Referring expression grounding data
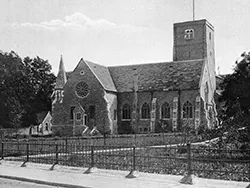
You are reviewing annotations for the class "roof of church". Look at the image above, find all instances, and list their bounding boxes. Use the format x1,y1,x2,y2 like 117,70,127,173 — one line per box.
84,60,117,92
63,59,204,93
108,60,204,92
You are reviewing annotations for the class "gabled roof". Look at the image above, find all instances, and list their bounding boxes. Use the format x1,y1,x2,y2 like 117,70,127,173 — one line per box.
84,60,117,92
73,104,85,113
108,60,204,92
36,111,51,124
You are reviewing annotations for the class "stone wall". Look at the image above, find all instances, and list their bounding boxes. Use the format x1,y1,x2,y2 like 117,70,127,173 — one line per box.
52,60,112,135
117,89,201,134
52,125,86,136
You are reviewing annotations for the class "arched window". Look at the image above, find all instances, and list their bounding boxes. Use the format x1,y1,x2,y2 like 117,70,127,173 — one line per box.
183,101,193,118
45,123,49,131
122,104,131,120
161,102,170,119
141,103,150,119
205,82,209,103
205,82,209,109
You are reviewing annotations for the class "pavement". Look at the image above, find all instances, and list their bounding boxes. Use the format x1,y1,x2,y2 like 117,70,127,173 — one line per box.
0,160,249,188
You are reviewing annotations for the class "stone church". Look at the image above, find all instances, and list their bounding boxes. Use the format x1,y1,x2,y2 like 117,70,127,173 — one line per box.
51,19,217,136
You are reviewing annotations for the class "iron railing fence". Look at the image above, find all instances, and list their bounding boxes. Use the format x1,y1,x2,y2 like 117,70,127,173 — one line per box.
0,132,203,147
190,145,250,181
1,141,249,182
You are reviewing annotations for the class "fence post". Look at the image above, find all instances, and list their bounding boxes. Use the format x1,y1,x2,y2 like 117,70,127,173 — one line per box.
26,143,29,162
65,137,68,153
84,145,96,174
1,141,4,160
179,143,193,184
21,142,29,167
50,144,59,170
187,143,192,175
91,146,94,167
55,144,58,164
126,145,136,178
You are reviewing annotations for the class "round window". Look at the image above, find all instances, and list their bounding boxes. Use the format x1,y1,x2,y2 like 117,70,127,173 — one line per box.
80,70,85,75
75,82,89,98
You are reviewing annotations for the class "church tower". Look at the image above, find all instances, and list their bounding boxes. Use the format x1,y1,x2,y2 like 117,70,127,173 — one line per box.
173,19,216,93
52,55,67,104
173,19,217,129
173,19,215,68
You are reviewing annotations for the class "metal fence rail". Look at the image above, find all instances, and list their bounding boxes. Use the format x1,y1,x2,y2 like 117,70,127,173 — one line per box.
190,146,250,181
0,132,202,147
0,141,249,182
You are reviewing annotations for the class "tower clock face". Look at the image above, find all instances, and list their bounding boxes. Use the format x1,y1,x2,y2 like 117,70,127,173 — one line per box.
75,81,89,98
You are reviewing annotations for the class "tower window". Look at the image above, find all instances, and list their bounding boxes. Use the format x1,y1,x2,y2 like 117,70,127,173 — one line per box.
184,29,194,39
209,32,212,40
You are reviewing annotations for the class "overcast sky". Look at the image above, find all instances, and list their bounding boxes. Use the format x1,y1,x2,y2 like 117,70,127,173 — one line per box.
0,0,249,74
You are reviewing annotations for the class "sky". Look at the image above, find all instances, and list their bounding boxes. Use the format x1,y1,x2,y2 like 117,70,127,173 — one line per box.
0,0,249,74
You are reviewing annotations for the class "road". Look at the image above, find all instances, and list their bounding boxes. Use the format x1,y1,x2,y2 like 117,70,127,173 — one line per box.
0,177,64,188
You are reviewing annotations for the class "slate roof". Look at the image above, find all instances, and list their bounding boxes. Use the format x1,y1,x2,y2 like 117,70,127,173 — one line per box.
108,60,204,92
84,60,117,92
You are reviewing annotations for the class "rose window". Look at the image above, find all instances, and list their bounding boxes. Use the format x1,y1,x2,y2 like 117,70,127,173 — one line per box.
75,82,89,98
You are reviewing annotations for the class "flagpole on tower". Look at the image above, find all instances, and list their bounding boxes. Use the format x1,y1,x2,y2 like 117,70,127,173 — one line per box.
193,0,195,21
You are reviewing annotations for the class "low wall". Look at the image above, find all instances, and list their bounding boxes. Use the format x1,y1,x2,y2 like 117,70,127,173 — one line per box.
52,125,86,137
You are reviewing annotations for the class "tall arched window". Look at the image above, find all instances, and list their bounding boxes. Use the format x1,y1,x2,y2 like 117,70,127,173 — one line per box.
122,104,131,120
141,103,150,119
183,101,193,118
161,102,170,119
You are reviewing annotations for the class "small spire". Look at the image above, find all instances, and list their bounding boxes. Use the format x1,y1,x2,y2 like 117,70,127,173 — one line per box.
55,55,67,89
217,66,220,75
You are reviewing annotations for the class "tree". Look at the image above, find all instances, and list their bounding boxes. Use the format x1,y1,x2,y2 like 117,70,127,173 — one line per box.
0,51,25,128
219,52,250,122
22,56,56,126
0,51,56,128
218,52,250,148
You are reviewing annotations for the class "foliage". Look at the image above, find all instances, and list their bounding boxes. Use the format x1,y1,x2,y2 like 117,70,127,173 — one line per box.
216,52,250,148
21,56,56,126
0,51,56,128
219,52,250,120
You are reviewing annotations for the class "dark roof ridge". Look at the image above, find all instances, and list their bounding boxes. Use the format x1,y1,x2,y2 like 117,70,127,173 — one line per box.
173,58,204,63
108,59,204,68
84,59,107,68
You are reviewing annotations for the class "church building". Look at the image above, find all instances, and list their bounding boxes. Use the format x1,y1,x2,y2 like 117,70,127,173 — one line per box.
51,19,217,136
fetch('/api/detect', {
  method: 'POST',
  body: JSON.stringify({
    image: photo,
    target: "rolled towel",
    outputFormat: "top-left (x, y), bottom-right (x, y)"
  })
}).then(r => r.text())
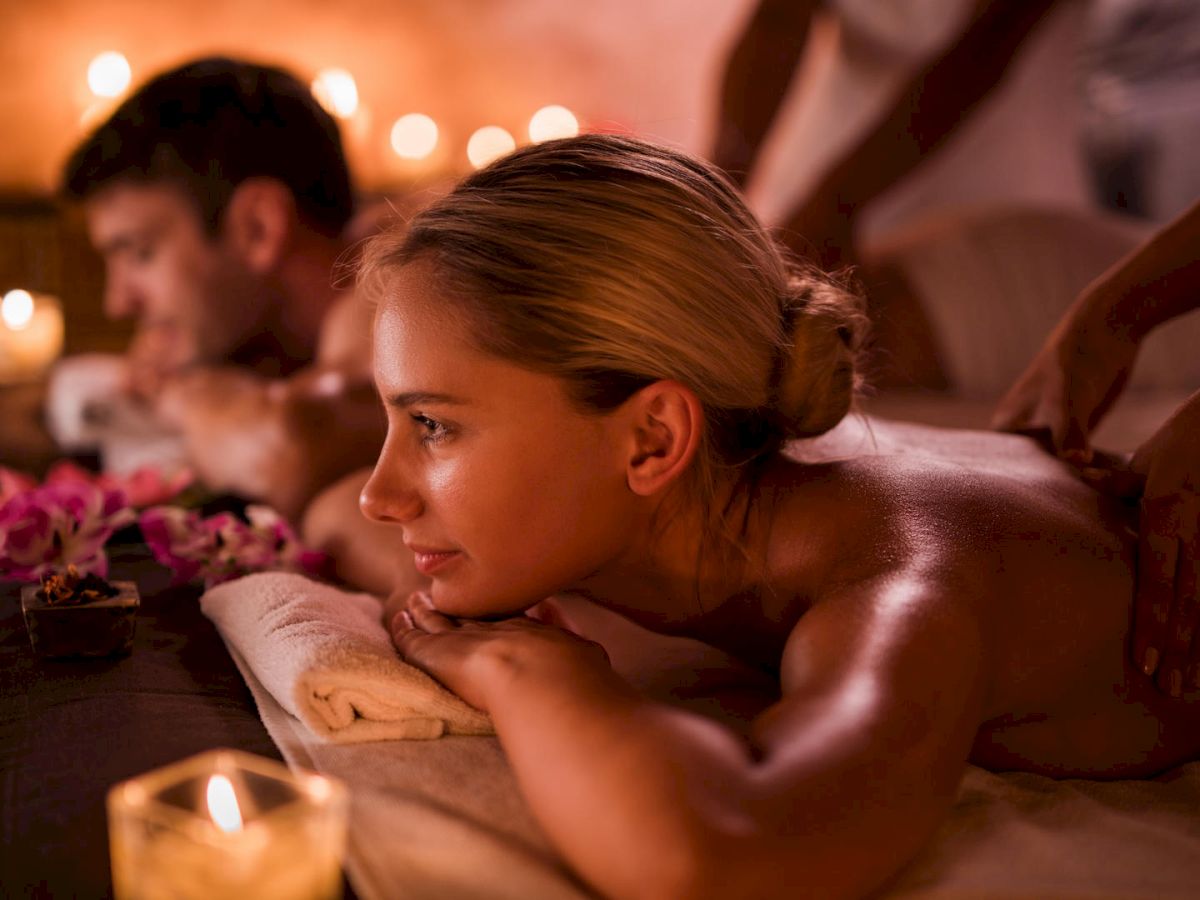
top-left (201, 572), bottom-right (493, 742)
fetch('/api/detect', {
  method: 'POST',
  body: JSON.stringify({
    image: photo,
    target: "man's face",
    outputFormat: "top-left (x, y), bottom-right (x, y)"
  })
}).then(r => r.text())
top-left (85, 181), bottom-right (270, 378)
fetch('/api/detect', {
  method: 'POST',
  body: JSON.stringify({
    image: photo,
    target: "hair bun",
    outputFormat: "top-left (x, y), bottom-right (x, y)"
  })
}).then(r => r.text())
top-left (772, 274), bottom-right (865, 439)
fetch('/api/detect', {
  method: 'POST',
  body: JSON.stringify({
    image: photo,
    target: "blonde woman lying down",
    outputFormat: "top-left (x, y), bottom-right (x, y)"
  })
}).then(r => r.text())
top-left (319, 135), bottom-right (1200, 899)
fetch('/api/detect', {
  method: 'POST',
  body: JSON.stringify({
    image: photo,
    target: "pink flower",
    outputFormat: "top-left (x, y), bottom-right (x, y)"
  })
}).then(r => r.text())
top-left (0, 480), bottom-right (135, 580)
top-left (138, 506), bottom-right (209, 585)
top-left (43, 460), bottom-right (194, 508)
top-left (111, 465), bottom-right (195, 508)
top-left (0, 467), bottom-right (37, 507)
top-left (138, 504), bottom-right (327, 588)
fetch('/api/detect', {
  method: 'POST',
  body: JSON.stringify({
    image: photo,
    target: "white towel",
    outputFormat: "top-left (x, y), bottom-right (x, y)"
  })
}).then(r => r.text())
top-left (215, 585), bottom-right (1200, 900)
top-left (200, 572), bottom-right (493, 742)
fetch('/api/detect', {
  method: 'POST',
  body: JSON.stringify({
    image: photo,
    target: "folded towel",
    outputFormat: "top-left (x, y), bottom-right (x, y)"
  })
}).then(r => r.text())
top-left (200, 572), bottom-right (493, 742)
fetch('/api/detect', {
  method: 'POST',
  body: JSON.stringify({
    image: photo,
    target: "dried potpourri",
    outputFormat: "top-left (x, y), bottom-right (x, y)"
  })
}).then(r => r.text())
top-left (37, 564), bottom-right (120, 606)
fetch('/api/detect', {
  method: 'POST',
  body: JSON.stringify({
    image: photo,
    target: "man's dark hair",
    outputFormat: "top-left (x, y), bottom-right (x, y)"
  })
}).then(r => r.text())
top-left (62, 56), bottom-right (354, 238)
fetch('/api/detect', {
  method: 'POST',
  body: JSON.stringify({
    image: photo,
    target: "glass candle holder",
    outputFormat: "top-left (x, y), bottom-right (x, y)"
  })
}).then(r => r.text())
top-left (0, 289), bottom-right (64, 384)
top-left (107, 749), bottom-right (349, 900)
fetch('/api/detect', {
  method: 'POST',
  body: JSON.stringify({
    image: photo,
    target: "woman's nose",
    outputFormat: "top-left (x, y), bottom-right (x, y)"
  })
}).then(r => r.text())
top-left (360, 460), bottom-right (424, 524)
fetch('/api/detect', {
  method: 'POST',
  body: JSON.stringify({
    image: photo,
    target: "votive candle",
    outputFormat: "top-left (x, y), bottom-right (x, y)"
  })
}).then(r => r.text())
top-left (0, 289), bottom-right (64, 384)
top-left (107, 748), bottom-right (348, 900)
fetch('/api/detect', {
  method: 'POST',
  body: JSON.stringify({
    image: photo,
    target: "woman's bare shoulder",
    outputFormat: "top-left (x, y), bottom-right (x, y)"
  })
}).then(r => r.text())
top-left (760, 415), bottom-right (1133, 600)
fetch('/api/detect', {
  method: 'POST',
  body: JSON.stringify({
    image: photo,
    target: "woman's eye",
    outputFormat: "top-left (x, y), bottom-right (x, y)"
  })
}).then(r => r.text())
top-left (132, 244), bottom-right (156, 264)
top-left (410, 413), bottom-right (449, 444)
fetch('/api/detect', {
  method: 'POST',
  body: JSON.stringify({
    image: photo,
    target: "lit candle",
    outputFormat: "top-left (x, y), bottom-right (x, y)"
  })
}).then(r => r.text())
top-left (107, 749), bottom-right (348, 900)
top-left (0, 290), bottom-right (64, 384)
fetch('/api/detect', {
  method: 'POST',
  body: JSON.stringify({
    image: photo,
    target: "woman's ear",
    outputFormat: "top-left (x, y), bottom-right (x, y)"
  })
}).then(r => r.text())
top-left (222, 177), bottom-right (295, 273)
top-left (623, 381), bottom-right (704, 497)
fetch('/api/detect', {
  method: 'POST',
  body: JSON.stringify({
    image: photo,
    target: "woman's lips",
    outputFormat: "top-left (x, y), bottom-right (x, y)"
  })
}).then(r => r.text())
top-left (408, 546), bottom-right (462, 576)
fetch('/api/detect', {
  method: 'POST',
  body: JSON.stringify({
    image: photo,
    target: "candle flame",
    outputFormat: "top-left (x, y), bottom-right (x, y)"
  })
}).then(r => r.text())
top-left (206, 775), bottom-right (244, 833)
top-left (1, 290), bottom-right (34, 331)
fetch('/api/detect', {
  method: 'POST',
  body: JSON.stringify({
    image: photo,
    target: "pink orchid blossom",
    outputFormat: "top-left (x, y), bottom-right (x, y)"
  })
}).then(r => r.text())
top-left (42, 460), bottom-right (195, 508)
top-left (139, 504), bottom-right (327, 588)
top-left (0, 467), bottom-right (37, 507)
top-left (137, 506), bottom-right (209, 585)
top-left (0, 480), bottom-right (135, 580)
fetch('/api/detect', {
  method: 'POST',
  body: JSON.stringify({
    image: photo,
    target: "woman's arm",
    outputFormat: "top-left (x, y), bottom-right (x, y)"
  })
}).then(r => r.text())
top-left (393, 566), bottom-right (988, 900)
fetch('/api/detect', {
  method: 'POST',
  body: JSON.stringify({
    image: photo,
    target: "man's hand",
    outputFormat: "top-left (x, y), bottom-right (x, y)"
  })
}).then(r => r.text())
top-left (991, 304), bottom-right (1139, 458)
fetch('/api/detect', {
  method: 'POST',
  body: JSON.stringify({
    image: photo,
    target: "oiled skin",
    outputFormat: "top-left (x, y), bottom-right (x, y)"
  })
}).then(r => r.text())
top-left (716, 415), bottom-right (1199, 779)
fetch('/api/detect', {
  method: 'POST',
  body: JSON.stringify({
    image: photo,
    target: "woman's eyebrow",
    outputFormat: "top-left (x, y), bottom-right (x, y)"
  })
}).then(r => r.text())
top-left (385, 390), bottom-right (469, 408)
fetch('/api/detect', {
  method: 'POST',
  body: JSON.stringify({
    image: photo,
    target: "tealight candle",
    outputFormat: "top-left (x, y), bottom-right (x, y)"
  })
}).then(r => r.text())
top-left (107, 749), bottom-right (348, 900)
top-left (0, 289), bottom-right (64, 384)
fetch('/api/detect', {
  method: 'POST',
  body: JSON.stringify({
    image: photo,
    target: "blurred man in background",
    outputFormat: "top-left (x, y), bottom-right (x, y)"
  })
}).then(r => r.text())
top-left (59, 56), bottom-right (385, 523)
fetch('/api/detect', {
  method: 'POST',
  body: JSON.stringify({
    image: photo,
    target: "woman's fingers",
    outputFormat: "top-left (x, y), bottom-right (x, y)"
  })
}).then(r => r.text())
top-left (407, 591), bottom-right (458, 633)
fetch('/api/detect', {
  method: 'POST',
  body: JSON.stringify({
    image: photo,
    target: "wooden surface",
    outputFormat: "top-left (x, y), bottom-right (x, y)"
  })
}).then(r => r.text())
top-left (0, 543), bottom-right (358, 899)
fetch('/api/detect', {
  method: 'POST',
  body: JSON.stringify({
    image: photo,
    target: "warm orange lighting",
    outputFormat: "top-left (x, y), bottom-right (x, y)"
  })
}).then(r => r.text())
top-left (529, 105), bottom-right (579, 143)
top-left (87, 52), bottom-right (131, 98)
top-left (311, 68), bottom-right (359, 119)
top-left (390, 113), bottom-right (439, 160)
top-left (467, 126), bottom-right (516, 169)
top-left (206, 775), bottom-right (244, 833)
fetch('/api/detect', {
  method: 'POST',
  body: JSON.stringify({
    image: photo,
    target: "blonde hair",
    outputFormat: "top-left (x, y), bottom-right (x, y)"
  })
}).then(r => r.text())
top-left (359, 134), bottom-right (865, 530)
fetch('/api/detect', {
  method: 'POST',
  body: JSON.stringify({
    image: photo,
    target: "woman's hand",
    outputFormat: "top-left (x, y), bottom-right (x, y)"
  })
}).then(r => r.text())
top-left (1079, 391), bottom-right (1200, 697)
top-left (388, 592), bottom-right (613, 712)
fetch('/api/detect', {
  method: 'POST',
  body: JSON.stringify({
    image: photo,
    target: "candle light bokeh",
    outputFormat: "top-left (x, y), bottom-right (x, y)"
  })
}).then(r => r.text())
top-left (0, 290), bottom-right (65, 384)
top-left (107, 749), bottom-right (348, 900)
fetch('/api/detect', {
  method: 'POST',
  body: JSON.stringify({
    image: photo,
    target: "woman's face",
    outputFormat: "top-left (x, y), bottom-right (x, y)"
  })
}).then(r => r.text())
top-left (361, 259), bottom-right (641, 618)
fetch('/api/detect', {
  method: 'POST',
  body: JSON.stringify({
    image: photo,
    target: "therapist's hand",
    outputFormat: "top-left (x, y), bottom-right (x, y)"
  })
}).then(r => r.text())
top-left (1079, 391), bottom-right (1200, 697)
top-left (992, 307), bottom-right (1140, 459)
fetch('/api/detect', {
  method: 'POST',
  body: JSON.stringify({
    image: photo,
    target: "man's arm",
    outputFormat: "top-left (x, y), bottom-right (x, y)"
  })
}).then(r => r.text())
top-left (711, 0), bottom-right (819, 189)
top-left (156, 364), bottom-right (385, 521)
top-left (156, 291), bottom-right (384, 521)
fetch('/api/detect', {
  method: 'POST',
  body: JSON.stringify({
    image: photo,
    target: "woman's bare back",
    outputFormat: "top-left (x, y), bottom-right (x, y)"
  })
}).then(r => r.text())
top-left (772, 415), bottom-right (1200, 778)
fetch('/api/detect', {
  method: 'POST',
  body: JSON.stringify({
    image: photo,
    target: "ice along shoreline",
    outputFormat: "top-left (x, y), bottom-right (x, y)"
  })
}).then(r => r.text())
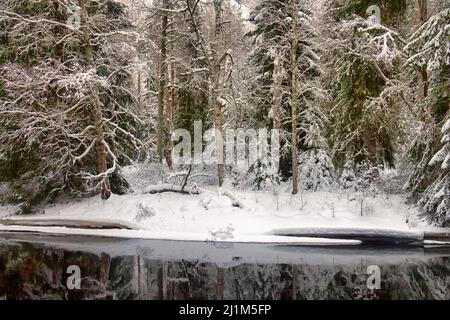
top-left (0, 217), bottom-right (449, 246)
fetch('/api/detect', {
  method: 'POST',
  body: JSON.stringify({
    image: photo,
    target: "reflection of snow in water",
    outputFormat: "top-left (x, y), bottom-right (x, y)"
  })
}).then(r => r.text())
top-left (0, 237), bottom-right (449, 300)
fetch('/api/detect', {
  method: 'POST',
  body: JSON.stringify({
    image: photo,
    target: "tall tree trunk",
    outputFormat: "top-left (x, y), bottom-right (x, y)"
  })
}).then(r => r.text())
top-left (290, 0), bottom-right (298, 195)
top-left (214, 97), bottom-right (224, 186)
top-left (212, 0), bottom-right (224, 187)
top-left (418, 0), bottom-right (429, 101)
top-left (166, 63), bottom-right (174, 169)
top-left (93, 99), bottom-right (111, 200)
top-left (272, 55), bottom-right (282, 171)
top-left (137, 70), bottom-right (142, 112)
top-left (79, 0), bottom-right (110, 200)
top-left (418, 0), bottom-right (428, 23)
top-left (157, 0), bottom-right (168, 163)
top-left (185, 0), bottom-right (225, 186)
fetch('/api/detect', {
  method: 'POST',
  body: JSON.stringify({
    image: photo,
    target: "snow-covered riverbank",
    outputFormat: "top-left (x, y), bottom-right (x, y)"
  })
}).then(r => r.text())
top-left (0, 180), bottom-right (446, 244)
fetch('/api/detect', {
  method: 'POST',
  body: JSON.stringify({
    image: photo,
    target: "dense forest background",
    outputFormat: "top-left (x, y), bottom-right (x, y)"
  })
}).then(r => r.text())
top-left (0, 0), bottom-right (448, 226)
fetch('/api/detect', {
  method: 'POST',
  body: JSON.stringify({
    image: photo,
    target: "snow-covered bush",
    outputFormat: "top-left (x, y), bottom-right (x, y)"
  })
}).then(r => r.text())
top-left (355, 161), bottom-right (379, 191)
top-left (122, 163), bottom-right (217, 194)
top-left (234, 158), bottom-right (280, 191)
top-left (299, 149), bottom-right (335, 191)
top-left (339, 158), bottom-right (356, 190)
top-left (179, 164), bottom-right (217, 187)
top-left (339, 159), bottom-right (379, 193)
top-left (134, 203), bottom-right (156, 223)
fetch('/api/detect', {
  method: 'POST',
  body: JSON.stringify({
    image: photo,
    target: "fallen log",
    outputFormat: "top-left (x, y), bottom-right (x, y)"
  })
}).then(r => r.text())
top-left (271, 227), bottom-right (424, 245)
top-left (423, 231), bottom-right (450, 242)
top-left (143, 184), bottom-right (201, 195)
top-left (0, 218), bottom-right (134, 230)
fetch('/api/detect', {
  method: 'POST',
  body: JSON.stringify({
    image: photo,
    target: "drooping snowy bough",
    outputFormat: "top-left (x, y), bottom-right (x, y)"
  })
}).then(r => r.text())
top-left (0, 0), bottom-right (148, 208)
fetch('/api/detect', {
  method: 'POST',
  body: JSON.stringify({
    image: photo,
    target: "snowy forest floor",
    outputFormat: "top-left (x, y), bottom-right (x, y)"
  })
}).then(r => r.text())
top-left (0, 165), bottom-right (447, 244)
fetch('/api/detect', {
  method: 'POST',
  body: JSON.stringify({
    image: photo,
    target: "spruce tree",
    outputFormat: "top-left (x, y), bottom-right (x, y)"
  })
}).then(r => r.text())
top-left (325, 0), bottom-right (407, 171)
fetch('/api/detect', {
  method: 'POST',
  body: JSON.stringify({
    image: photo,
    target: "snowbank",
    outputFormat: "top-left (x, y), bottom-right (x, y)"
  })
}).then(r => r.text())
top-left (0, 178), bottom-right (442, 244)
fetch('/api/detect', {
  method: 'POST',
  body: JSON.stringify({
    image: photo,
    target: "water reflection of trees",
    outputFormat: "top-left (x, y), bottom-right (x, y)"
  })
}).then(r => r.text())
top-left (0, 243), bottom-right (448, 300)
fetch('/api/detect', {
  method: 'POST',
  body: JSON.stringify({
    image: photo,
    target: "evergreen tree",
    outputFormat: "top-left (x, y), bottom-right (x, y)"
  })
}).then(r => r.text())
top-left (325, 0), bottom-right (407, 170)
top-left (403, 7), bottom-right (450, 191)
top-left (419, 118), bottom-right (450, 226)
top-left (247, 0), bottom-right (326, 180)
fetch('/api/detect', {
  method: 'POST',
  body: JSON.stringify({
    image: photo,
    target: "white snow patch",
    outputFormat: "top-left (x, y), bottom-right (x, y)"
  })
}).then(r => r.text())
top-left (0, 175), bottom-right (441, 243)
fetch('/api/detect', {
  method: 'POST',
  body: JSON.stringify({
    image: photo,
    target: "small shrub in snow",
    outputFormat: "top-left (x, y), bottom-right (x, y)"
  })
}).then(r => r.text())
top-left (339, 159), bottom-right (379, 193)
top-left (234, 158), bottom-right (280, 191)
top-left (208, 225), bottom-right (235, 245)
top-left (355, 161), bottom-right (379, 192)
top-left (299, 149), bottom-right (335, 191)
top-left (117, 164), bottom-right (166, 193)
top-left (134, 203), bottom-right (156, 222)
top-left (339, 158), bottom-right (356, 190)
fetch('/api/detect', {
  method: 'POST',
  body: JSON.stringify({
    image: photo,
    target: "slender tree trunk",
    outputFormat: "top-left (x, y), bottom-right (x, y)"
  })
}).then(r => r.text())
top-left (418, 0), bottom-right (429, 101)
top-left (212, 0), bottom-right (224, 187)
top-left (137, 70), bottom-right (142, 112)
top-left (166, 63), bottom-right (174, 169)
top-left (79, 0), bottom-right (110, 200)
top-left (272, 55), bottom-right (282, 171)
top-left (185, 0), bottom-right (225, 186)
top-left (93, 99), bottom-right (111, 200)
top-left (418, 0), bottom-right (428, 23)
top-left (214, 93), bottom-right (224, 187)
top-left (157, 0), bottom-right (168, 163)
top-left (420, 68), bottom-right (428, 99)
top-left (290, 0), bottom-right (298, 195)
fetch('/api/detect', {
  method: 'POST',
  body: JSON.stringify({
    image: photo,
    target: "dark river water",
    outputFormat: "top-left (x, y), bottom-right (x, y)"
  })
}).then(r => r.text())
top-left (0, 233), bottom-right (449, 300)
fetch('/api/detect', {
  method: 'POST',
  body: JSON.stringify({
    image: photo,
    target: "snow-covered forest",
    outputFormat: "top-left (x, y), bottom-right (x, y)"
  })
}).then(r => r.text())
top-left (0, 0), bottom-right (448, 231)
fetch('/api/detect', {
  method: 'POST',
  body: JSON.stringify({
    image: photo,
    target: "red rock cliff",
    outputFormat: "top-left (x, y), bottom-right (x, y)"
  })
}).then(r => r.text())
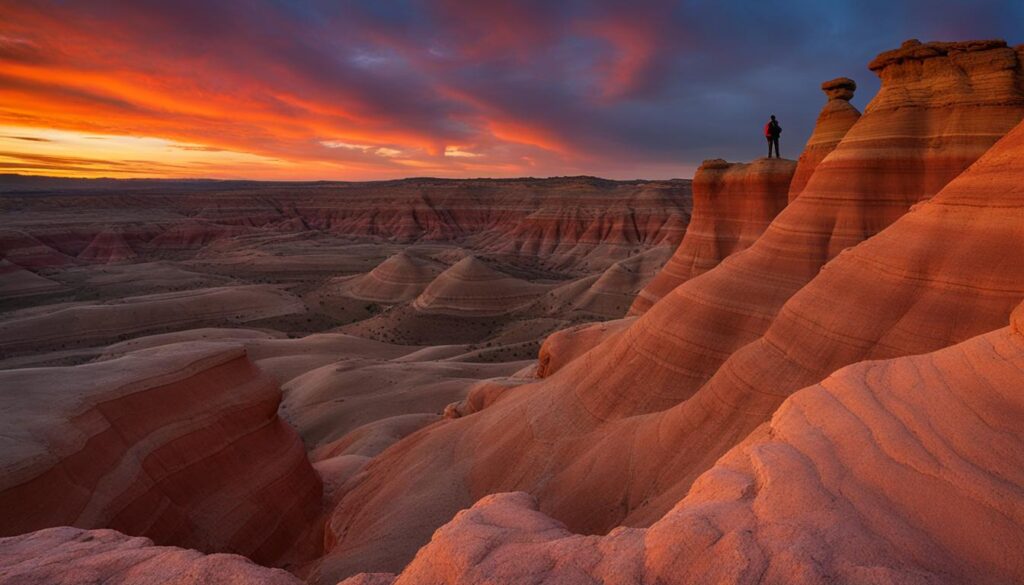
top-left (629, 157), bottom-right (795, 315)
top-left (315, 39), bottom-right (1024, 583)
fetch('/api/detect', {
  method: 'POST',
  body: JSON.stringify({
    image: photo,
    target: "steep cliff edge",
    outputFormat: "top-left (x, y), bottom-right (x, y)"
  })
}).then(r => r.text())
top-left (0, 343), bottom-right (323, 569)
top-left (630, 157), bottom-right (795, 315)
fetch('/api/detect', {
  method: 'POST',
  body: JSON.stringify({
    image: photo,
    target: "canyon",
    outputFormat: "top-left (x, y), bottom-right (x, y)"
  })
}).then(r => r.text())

### DIRECTIONS
Within the lines above, find those holding the word "trunk" and copy them.

### WRITTEN SOLUTION
    target: "tall tree trunk",
    target: "slender tree trunk",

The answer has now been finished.